» **Work instructions**:
(a) In the article on the chalk festival, swap "beggars" for "vagrants" in the passage starting at "So how did it" and ending at "to incorporate color.".
(b) Answer these questions from the article on the chalk festival.
(i) About how many individuals participate in the festival?
(ii) What was the street artists' first drawing implement?
(iii) What arrival in the 1800s let street artists add color?
## BEGIN Document passage
Robin VanLear Artistic Director, Community Arts
Here we are on the verge of our 25th I Madonnari Chalk Festival and I need to spill the beans. We don’t use chalk. Our “street painters” do not paint. Very few of the some 2,000 individuals who participate reproduce images of the Madonna. Yet we are keeping alive a tradition nearly 500 years old. Strangely too, this art form, which began during the High Renaissance, seems like a surprisingly recent phenomenon.
So how did it begin and why has it become so popular?
In 16th-century Italy various beggars, primarily amputees, began looking for an advantage over the other beggars who proliferated in the plazas and market areas around cathedrals, especially on feast days. Some of them decided to create art, and charcoal from braziers became their first drawing implement. They were rewarded for their efforts with coins thrown down by pilgrims visiting the cathedrals. Ultimately the more artistic beggars began copying portraits of the Madonna, in particular those by the popular early 16th-century liturgical artist Raphael. They were dubbed Madonnari, painters of the Madonna. It took nearly three centuries for the next big artistic leap in street painting, when the advent of artist pastels in the 1800s allowed these enterprising folk artists to incorporate color.
## END Document passage
## BEGIN Stored records
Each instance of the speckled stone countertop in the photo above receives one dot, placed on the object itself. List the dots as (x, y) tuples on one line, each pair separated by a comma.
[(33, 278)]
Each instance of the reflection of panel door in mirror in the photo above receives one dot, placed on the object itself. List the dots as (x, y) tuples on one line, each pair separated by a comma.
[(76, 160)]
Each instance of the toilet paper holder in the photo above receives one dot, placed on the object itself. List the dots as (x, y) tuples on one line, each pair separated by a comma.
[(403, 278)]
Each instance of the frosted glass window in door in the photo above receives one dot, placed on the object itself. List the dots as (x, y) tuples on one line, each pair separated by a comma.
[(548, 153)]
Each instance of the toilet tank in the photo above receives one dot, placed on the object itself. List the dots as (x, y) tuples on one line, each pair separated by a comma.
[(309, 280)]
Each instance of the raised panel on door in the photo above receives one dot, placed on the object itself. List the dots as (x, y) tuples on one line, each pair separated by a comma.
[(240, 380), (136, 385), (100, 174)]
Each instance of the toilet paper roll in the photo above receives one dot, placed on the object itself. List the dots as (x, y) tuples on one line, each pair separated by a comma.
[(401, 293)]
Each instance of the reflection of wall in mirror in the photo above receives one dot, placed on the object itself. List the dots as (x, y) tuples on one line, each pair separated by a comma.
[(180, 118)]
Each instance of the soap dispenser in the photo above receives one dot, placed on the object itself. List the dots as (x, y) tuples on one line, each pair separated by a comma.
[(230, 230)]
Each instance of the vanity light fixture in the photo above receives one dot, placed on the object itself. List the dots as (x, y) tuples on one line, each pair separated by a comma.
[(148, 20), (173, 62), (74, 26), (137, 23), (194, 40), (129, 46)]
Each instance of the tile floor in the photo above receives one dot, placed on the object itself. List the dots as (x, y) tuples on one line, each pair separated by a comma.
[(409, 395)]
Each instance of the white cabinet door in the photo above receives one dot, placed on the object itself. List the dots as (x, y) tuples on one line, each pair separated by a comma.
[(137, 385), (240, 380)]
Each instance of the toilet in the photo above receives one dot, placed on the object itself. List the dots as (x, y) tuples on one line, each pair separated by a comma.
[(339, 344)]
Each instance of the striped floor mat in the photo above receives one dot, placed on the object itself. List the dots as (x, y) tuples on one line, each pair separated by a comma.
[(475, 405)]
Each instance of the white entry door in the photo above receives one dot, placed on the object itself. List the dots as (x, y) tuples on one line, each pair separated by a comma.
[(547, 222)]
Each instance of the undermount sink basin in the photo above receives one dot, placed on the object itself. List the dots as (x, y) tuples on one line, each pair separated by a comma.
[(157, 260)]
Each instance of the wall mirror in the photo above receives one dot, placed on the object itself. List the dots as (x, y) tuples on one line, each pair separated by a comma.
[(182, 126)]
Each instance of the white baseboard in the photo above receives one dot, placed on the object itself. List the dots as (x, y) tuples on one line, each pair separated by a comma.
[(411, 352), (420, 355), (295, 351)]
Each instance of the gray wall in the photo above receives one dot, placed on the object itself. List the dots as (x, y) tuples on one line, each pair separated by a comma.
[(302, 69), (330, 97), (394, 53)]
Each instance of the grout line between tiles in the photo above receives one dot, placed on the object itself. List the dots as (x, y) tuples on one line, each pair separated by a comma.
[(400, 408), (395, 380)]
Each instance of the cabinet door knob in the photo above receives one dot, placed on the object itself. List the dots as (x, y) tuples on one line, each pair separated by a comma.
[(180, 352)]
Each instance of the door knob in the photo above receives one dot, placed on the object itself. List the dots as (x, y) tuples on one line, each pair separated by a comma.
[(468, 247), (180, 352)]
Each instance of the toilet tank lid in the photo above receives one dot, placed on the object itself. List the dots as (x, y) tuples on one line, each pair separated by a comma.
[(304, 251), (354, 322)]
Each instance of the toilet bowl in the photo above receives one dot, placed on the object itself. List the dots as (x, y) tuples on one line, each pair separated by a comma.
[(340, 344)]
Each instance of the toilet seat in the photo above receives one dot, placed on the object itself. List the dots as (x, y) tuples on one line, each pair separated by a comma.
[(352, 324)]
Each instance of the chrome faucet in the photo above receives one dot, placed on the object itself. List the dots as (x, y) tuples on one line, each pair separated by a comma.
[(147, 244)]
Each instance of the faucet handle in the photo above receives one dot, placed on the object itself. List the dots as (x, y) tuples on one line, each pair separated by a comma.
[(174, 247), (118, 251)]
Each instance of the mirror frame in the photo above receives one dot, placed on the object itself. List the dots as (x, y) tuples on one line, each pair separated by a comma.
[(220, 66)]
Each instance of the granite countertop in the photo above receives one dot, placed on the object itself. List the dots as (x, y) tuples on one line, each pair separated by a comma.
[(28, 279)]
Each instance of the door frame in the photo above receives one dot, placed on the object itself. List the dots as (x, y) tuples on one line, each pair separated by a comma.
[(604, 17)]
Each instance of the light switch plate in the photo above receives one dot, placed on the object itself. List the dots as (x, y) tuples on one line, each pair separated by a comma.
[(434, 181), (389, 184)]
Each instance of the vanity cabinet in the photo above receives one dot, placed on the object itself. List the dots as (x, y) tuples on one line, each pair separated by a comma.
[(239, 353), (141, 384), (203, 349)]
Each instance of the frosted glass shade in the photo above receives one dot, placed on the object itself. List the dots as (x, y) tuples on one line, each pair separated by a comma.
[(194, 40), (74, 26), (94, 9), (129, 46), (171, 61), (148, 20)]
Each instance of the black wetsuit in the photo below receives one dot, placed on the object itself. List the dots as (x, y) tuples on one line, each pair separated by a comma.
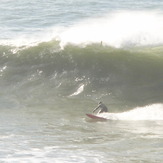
[(102, 107)]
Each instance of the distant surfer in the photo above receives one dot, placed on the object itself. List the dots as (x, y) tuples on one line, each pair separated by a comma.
[(102, 108)]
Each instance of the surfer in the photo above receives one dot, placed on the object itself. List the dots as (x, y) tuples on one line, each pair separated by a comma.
[(102, 107)]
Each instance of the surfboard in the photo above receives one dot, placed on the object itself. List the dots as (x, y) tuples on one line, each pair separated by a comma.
[(95, 117)]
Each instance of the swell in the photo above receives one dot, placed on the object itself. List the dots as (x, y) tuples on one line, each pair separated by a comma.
[(47, 71)]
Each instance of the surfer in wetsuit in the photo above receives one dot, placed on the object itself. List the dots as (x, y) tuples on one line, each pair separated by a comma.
[(102, 107)]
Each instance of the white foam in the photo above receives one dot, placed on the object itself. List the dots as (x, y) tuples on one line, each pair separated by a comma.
[(151, 112)]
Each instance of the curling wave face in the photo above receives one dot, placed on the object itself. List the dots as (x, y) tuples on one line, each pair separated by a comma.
[(95, 71)]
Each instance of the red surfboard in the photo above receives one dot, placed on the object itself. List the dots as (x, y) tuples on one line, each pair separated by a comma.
[(95, 117)]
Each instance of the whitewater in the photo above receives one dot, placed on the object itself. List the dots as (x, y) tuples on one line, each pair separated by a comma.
[(59, 58)]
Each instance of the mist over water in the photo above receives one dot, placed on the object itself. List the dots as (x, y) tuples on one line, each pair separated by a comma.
[(58, 59)]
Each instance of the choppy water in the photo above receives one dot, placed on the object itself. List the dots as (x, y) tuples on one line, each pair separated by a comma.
[(59, 58)]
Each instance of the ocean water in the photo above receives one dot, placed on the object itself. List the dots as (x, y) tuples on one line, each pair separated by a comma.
[(59, 58)]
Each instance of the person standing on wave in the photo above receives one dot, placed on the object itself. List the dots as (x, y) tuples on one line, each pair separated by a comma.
[(102, 108)]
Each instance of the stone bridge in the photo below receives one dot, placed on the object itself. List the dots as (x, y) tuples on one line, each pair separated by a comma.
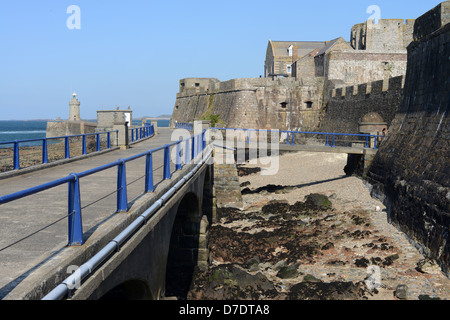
[(132, 249), (168, 227)]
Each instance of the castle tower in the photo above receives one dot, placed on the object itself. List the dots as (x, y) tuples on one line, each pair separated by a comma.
[(74, 108)]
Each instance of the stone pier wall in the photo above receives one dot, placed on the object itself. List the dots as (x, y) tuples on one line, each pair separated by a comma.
[(411, 170)]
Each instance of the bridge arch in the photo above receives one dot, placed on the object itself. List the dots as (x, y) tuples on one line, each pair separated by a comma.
[(188, 244), (129, 290)]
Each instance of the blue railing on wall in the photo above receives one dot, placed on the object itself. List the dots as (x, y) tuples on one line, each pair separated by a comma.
[(329, 137), (135, 134), (45, 143), (139, 133), (184, 125), (193, 146)]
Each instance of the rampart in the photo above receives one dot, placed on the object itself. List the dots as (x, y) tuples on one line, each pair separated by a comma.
[(411, 169), (347, 106)]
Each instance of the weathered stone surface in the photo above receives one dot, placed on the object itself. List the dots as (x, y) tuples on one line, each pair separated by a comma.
[(411, 169)]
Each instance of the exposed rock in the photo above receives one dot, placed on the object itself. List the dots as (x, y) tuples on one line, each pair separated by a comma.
[(428, 266), (288, 272), (228, 281), (401, 292), (311, 278)]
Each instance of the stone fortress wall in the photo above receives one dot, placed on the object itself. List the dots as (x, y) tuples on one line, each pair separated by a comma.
[(411, 170), (301, 100), (399, 71), (346, 107)]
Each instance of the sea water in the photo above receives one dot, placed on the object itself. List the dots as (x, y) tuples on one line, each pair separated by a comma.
[(11, 130)]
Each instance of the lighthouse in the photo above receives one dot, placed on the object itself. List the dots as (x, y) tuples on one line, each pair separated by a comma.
[(74, 108)]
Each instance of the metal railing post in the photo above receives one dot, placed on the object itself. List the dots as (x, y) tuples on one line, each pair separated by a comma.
[(108, 140), (83, 143), (149, 172), (178, 156), (66, 147), (16, 156), (166, 162), (204, 140), (98, 141), (44, 151), (193, 148), (186, 151), (122, 201), (75, 227)]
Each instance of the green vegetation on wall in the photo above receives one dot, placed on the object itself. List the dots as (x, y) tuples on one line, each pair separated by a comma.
[(209, 115)]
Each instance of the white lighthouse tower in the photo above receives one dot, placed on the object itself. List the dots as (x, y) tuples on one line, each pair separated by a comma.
[(74, 108)]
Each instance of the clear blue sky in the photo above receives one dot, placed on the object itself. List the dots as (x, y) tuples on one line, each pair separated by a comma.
[(133, 53)]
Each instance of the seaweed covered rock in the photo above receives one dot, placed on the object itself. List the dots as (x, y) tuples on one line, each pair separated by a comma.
[(229, 281)]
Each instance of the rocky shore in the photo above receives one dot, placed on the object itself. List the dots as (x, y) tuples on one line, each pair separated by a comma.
[(313, 233)]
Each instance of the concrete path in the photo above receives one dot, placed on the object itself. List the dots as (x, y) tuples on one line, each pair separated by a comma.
[(22, 218)]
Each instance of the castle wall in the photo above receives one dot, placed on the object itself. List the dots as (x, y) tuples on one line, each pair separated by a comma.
[(411, 168), (386, 35), (346, 106), (255, 103), (355, 67)]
## END Stored records
» **Task-by-task solutions**:
(a)
So how did it begin and why has it become so popular?
In 16th-century Italy various vagrants, primarily amputees, began looking for an advantage over the other vagrants who proliferated in the plazas and market areas around cathedrals, especially on feast days. Some of them decided to create art, and charcoal from braziers became their first drawing implement. They were rewarded for their efforts with coins thrown down by pilgrims visiting the cathedrals. Ultimately the more artistic vagrants began copying portraits of the Madonna, in particular those by the popular early 16th-century liturgical artist Raphael. They were dubbed Madonnari, painters of the Madonna. It took nearly three centuries for the next big artistic leap in street painting, when the advent of artist pastels in the 1800s allowed these enterprising folk artists to incorporate color.

(b)
(i) Some 2,000 individuals.
(ii) Charcoal from braziers.
(iii) Artist pastels.